** START OF ENTRIES PROVIDED **
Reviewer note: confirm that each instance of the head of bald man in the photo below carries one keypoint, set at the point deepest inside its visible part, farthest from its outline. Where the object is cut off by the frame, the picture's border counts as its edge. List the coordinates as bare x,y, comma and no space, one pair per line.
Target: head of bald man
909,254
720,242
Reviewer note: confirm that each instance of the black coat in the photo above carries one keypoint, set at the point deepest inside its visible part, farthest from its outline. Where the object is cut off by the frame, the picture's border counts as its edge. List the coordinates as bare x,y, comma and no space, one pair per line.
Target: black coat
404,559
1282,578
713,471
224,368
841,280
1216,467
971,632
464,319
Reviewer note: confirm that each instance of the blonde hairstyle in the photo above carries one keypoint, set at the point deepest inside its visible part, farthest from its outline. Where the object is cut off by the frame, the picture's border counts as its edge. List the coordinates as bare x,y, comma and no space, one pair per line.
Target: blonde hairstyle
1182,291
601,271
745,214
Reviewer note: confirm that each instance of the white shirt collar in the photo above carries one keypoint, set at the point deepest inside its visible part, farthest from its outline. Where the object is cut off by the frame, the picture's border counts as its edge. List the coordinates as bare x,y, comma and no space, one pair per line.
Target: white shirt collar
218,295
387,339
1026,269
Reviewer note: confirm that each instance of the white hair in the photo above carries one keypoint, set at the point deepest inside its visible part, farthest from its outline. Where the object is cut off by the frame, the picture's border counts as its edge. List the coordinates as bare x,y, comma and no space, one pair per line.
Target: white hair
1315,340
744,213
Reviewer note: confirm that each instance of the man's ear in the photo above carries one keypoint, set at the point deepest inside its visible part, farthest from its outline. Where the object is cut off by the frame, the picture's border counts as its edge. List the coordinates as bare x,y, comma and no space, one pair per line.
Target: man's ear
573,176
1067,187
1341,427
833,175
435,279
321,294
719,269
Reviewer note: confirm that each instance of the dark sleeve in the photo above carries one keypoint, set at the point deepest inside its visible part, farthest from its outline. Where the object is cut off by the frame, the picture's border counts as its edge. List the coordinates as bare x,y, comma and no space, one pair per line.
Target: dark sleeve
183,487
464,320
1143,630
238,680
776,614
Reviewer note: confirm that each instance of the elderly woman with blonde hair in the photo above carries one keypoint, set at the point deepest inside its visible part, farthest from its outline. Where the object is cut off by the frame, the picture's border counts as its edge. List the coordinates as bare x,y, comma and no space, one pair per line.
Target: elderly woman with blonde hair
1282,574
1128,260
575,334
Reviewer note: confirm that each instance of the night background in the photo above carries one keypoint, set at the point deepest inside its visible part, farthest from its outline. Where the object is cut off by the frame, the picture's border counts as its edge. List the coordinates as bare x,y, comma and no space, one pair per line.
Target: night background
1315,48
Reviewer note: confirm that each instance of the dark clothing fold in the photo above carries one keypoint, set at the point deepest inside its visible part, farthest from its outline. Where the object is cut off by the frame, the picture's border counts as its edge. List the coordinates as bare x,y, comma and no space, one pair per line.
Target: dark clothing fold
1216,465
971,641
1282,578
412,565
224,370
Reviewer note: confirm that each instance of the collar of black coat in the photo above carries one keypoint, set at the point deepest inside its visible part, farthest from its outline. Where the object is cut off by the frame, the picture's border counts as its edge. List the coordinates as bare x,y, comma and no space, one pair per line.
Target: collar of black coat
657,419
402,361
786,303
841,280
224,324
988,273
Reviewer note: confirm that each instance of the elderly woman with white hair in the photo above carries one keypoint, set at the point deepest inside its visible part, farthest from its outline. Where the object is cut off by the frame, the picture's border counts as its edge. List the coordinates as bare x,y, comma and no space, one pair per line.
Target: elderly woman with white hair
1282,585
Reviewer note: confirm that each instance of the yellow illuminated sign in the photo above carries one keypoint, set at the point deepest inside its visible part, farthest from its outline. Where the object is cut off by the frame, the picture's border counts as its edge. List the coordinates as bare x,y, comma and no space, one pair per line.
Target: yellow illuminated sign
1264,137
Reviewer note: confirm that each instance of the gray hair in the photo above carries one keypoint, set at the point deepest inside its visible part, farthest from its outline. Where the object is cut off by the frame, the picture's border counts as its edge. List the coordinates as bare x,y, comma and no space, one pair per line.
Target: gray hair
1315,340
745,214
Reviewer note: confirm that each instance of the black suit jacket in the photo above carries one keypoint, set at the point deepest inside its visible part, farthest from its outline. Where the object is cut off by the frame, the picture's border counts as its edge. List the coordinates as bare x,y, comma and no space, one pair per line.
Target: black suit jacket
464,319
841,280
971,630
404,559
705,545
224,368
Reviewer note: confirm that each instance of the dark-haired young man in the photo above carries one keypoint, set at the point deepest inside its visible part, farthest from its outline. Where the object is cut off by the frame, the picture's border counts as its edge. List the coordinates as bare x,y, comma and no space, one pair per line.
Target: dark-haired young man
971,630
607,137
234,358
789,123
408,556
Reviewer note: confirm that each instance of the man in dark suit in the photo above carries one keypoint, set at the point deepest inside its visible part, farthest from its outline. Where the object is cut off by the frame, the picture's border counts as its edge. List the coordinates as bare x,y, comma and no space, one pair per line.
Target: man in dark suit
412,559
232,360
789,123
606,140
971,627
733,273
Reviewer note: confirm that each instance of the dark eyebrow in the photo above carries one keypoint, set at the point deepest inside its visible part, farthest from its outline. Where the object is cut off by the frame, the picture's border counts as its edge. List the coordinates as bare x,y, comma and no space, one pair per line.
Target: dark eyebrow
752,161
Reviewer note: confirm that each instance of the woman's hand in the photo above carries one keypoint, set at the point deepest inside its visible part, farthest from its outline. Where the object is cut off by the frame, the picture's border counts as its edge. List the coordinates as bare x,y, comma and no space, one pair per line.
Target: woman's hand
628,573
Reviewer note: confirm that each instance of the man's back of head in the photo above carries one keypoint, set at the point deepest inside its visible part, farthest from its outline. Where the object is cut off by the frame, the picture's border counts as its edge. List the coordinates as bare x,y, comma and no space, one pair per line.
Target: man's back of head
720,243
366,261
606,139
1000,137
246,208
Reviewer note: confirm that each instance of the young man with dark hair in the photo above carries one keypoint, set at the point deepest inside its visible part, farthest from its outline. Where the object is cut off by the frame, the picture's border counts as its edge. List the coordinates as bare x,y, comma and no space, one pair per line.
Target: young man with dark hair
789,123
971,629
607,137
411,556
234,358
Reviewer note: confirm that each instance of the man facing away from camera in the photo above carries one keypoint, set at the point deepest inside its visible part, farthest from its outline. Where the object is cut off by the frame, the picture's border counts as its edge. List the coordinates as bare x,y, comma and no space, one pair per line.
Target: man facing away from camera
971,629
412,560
** END OF ENTRIES PROVIDED **
**WHAT YOU ARE ASKED TO DO**
Reproduce every one of the rows above verbatim, with no alterations.

**EXERCISE OUTPUT**
Reviewer note: confirm that each instance of the head of bald man in the photo below carries one keypoint, set at the point deepest inside its visible part, farthest from its outline. Where the object is cut off by the frame, the picture's border counts as its edge. List the coordinates as bare x,y, comma and no space, one pair per line.
Target: head of bald man
909,254
720,242
Reviewer note: confirm that each instance of the black coat in the photo above carries one keypoint, set at the point deepest inside its visible part, farthest from its outline. Where the object is cut off by the frame, the picture's border counts as its edge. List the coordinates as bare x,y, comma and no space, one pair per line.
Target: black coat
404,559
1282,578
713,471
224,368
841,280
1216,467
971,632
464,319
Reviewer note: confirm that each instance of the blonde hairstyle in the photo above carries one keypoint, set at the point deepest inside its visible part, farthest from its outline. Where the object is cut off by the frame, the picture's border counts as its edge. List the coordinates as bare x,y, comma and no space, one pair per line.
Target: blonde hairstyle
1182,291
601,271
745,214
Reviewer note: confirm that each instance of the white shirt collar in the photo above carries one keypoint, set at the point deepest inside its visible part, farthest from its outline. Where the object is cut off by the frame, the picture's border counts as its edge. List the coordinates as bare x,y, comma and no space, one pair per line.
Target: white shirt collar
218,295
387,339
1026,269
Reviewer note: confirm that each instance of the white hair in the photo above carries one keypoint, set at the point deepest inside its visible part, farthest from its outline. Where the object is cut off by the frame, the picture's border counts as its edge. List the coordinates as bare x,y, comma and no space, one pair per line.
Target: white hair
1315,340
744,213
Reviewer note: confirm that each instance of the man's ear in the photo above carries one keypoint, set at the point deepest inside its visible part, farthest from its outline. Where the object is cut off by the frame, the picture's border counts as its edge. List the coordinates as bare x,y, comma and no space, one pair per line.
Target: man's ear
573,176
1067,187
1341,427
833,175
435,279
321,294
719,269
Reviewer note: confirm that each instance of the dark sleeve in the photo above carries one keypoint, set at the point deepest inside its visible part, farthest from its outline. Where the object is cut off by the frame, the picture's border counts as its edge. List the coordinates as bare x,y, comma and no space, one pair per line.
Target: dark sleeve
183,487
464,320
1143,630
238,680
776,614
Reviewer note: confirm that each instance of the elderly woman with blonde hair in the photo above carries one keypoint, set at the point deepest inside its visible part, farthest from its outline. Where the object is cut off by the frame, the picture's border counts as its edge. List the coordinates as bare x,y, comma and no space, one pair per line.
Target: elderly woman with blonde hair
1282,574
1128,260
575,334
Reviewer note: confirm that each instance of the night background in the photo above carries one keypoint, set at the point deepest inside its visible part, farthest from its outline. Where the object is cut off by the frame, the picture's border counts as its edge. List the coordinates as bare x,y, comma and no space, one pair per line.
Target: night background
1315,48
Reviewer note: confirm that each instance of the dark clothing fold in the photo above carries one keypoint, set at the point deepest inside its visible part, farthest from its outline. Where the object is cut off by the frame, the picture's border counts as its edge. List the coordinates as bare x,y, comma and no space, one pair per line.
Target: dark clothing fold
1216,465
971,641
1282,578
412,565
224,370
Reviewer note: confirm that each instance of the collar of black coat in the photo above carries one keypoint, set at the point deepest inside its visible part, farthest from its outline. Where the object is cut off by the frame, the picture's border counts as its edge. List the coordinates as bare x,y, comma and no space, one pair per line.
Target: collar of black coat
657,419
402,361
786,303
841,280
224,324
988,273
Reviewer note: confirm that each instance of the elderly woman with white hair in the photo above carries one keypoint, set at the point deepest inside its visible part, farthest from its outline. Where the object is cut off by the frame, the picture's border counts as its edge. List the coordinates as bare x,y, comma and no space, one pair per line.
Target: elderly woman with white hair
1282,585
Reviewer note: confirm that each instance of the yellow illuminated sign in the photo above carries one keypoint, set at the point deepest inside its visible part, farthest from its outline. Where the object is cut off by the frame, the picture's border counts as its edge. List the coordinates as bare x,y, comma and no space, one pair per line.
Target: yellow illuminated sign
1264,137
Reviewer note: confirm that each instance of the gray hair in the photo above carries one keypoint, set at the point deepest inside its visible part, farthest from its outline. Where the object is cut off by the frame, the picture's border counts as its edge. List the coordinates as bare x,y, comma and no space, one pair per line.
Target: gray hair
1315,340
745,214
Reviewer note: confirm that each instance of the black suit jacket in the photo above carries one keypoint, set at the point deepest inside its visible part, farthest from its outline. Where the object is cut off by the frame, the picture's border counts as its edge. List the coordinates as bare x,y, comma and no space, one pair per line.
Target: black suit jacket
464,319
841,280
971,630
404,559
705,545
224,368
Reviewer note: confirm that each instance of the dark-haired young man in the photo above carries one keypoint, set at the point deepest inside its visible part, farthest from its outline. Where the object is cut off by the frame, the picture's border counts as its edge. List the coordinates as bare x,y, comma and no space, one pair per line.
Target: dark-haired young man
971,630
607,137
234,358
789,123
408,556
Reviewer note: confirm that each instance of the man in dark suit in the photo above carries one keypoint, set at the point deepest inside its visible part, farthest from its outline. Where the object is cut off by the frame, the picture's border counts as its edge. List the coordinates as bare x,y, comma and no space, one pair per line.
Target: man in dark suit
412,559
232,360
789,123
606,140
971,627
733,273
Reviewer note: confirm that each instance of the dark eyebrow in the photo above carries one keypoint, set at the point deepest inside its visible part, farthest from its outline. Where the object is cut off by the frame, the picture's border counts as its edge. List the coordinates as bare x,y, comma and no space, one pair per line.
Target: dark eyebrow
752,161
Reviewer note: confirm that each instance of the woman's hand in the photo above carries one keypoint, set at the point deepest inside its visible part, farthest from its outline. Where the object is cut off by the frame, the picture's border counts as its edge. List the coordinates as bare x,y, comma and no space, one pair per line.
Target: woman's hand
628,573
Reviewer note: confirm that each instance of the man's back of head in the photo above carries one keypoint, set at the point deepest inside its visible part, farthest from its outline. Where the object is cut off by the frame, the picture's border counts as its edge. List the coordinates as bare x,y, comma and no space, one pair per line.
Target: man's back of head
720,243
366,261
606,139
1000,137
246,208
Reviewer note: confirm that each instance of the young man with dark hair in the photo above carries one keypoint, set at the point deepest inside its visible part, farthest from its outline. Where the object is cut off by the frame, the picture's border counts as its edge. List the coordinates as bare x,y, comma and no space, one pair per line.
Target: young man with dark hair
789,123
971,629
607,137
411,556
234,358
Reviewer note: confirm that each instance of the man facing away from camera in the photo above carries one keypoint, set at the point deepest inside its visible part, farthest from its outline. Where the object is cut off by the frame, the picture's border counts as its edge. List the coordinates as bare x,y, comma and no space, one pair per line.
Target: man facing away from camera
971,629
412,560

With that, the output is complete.